** start of Input for this task **

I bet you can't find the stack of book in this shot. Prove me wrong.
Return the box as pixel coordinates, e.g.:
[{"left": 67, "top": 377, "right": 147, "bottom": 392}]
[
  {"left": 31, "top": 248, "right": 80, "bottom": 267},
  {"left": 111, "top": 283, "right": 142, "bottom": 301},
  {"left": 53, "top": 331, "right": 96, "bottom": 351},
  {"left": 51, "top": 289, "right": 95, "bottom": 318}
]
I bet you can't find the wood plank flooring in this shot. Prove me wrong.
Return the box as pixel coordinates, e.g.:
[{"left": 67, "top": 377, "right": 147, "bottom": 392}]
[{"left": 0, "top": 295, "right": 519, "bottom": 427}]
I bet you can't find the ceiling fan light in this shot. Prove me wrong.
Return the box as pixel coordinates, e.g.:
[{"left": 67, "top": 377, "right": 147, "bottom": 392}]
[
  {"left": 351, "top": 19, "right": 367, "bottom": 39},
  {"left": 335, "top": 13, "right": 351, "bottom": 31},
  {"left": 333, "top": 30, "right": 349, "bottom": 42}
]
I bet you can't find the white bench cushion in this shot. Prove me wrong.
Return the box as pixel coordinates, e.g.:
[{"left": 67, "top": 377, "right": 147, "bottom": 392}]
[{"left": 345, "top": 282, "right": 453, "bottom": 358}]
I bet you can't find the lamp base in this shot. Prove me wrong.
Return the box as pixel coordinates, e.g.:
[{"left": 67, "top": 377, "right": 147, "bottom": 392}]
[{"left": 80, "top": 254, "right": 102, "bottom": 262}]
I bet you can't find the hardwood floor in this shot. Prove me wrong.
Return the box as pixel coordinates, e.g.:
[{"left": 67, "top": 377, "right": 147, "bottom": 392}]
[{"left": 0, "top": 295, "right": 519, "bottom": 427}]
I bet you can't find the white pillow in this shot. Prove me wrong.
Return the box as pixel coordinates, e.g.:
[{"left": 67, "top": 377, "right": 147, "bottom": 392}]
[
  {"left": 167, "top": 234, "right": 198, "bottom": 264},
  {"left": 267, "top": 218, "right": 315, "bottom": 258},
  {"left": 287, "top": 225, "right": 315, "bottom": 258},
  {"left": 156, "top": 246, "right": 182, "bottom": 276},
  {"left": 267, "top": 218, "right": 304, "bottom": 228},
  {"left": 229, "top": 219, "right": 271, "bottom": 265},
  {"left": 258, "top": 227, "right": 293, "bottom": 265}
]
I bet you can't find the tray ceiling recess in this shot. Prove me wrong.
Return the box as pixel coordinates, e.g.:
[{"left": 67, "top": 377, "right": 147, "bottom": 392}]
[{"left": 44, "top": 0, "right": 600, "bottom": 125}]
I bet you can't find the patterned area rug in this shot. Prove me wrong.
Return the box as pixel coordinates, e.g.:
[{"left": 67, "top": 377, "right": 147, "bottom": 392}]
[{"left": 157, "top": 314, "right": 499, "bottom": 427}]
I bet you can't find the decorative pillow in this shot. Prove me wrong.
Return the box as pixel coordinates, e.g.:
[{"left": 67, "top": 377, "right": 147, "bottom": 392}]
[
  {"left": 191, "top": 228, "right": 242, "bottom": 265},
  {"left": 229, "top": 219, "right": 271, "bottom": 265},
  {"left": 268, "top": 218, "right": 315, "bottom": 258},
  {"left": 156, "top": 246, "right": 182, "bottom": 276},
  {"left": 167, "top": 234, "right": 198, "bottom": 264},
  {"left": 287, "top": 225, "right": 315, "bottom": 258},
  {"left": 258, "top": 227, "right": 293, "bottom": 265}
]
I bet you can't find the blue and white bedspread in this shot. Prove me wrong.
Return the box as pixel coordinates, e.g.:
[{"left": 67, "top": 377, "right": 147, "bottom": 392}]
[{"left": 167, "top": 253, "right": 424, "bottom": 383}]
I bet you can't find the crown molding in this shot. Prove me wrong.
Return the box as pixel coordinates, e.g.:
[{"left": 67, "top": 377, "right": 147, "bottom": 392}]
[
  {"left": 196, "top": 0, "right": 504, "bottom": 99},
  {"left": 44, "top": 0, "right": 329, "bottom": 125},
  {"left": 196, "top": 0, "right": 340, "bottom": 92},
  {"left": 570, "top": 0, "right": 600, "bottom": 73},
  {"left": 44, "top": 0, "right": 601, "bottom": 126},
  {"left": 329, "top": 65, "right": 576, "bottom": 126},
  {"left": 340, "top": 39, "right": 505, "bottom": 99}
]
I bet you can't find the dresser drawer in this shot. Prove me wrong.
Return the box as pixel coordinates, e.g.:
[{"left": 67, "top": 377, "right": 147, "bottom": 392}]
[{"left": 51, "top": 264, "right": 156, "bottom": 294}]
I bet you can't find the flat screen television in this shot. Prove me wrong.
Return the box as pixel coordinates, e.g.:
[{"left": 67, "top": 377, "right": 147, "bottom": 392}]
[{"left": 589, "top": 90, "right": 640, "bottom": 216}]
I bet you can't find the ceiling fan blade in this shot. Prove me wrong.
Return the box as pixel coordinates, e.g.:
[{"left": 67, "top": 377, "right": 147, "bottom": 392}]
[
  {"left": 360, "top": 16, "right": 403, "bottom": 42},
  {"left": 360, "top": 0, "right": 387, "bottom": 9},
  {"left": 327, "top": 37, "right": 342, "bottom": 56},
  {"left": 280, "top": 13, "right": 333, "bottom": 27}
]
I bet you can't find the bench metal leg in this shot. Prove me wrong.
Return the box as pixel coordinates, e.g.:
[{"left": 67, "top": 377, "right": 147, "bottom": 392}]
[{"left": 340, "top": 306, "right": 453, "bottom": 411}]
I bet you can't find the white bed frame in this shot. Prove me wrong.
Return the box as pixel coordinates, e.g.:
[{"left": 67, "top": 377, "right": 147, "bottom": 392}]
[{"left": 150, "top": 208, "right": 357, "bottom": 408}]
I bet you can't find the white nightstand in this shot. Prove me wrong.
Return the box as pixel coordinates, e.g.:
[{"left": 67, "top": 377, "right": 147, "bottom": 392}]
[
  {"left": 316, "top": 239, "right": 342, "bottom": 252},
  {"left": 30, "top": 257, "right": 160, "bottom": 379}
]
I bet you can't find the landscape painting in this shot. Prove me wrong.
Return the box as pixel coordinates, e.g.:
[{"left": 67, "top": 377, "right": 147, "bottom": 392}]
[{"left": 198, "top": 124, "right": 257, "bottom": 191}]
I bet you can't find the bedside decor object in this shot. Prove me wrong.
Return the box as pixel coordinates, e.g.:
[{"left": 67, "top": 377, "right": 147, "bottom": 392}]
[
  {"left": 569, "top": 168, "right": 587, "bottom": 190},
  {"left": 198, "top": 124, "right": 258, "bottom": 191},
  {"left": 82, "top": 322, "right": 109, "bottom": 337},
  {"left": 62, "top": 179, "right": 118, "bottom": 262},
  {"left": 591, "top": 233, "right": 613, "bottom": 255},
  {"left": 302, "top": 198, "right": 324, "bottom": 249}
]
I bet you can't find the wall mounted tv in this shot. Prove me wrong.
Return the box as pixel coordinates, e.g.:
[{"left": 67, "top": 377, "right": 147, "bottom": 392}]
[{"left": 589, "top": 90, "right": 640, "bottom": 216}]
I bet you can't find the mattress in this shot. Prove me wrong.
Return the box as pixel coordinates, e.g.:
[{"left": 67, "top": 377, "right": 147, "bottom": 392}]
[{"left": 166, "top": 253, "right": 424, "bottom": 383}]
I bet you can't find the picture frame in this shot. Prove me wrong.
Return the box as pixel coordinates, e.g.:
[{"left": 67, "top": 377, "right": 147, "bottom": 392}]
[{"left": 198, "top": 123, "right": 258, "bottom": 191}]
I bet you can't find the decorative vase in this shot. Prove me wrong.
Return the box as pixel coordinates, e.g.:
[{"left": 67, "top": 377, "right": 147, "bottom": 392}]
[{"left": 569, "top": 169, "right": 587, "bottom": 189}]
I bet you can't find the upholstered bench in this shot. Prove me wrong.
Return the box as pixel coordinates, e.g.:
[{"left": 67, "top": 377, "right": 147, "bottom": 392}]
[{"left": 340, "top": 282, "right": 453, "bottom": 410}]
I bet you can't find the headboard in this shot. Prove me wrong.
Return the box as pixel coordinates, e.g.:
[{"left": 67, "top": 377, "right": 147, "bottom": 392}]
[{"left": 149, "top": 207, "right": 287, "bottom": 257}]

** end of Input for this task **

What the exercise asks:
Locate every line in the data above that contains the word "pillow" and copy each one out. Case counts.

Final result:
I bet you can't find the white pillow in this shot. Prove me wrong.
I bet you can't find the decorative pillow in this shot. Prove me wrong.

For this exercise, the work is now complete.